### Problem statement
Print the lines of the listing below exactly as they appear, from the line with "Segment dirt road." to the line with "[486, 140, 501, 256]", both included.

### Working data
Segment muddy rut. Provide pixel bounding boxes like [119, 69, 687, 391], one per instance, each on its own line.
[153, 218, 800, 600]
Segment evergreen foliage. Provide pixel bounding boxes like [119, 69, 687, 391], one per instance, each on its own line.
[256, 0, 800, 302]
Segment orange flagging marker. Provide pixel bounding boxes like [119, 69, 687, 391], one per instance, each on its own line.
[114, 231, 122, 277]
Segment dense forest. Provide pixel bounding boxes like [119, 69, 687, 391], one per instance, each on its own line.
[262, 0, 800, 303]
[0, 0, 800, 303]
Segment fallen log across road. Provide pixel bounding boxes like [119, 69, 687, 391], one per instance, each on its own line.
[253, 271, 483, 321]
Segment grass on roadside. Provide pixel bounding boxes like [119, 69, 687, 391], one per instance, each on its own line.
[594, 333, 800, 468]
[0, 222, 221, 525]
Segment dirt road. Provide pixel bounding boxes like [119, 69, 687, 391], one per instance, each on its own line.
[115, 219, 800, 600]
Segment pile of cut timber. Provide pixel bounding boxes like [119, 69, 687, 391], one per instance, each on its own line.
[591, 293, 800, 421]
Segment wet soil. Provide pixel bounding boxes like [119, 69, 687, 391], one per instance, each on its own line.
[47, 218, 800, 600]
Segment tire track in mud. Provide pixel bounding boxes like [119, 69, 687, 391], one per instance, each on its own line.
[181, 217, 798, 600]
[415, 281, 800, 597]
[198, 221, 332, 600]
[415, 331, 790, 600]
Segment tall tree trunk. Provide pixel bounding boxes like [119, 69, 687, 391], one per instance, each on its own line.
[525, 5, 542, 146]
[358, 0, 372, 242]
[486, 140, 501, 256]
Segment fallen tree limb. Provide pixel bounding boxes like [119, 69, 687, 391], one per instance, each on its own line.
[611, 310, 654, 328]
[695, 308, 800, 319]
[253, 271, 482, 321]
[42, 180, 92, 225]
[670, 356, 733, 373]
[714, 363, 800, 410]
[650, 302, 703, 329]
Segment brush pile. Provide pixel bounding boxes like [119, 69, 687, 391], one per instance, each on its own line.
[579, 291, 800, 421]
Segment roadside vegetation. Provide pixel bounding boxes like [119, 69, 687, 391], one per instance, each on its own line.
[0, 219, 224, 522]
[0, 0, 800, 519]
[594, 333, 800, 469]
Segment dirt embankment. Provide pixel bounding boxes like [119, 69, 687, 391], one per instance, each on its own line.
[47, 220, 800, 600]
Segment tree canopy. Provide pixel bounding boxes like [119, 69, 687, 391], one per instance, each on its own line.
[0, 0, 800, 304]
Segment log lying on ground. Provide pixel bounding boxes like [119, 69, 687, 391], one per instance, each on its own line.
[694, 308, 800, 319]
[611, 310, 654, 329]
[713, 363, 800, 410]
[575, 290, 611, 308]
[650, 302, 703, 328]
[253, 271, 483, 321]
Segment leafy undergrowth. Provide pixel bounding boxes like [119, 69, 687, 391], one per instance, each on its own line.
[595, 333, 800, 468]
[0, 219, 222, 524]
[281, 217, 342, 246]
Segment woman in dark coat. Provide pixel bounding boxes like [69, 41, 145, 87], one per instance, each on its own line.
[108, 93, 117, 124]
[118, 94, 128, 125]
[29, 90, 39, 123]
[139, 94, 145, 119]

### Complete answer
Segment dirt road. Provide pixel bounding boxes like [119, 69, 687, 391], one per instance, each on its own line.
[115, 219, 800, 600]
Segment pile of cut timber. Provide pixel bounding boxes like [119, 69, 687, 391], one per instance, each on its own line.
[591, 293, 800, 421]
Segment wet soil. Provide pixel bounding boxes like [119, 69, 687, 391], one per instance, each on its own line.
[47, 218, 800, 600]
Segment tire track in mud. Provide pixel bounding boxes like [119, 69, 687, 391], one per instance, each on its own line.
[181, 217, 798, 600]
[415, 281, 800, 597]
[198, 221, 332, 600]
[415, 331, 790, 600]
Segment tall tree trunk. Provide pixel bounding boxes like [119, 69, 687, 391], one per instance, each on its own line.
[525, 5, 542, 146]
[358, 0, 372, 242]
[486, 140, 501, 256]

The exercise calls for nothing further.